(Referring expression grounding data)
====
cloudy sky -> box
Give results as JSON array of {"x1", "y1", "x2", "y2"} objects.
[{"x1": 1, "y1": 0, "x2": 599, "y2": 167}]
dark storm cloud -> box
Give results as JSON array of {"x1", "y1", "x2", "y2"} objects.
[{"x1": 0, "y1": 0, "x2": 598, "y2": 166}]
====
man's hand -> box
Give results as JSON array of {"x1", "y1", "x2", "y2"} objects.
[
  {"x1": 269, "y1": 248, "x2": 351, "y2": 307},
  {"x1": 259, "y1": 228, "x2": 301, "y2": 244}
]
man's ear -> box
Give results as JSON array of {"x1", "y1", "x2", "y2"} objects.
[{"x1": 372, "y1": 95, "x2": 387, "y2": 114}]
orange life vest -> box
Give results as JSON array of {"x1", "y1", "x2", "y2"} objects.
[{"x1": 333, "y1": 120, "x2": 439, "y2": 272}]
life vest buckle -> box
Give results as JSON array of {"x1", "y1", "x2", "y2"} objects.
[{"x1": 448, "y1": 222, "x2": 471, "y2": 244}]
====
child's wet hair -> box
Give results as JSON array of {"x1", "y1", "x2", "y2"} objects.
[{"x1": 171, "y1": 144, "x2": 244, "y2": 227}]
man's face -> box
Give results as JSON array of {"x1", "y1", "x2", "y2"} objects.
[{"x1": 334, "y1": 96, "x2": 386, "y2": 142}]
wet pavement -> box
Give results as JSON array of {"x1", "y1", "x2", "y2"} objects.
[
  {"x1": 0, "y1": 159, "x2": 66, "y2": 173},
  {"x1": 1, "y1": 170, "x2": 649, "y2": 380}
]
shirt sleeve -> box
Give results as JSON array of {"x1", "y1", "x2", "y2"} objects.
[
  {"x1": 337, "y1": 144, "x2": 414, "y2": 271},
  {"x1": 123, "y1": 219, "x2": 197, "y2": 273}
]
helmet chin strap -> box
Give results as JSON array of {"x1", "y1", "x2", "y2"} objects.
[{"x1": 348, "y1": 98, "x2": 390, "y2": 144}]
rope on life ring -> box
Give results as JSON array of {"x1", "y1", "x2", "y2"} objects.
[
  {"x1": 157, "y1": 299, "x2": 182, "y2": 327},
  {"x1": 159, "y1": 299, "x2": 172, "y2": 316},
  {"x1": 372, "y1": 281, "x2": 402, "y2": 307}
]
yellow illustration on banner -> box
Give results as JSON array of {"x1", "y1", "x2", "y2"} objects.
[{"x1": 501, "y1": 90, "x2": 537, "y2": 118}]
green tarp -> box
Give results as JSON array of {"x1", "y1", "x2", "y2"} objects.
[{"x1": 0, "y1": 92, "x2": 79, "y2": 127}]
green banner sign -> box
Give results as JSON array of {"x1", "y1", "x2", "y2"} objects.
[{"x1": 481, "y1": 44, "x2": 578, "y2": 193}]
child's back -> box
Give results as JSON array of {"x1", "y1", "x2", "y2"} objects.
====
Work instruction ▸ Identify the lines of the entries containing the string "green". Copy each such line.

Final answer ▸
green tarp -> box
green banner sign -> box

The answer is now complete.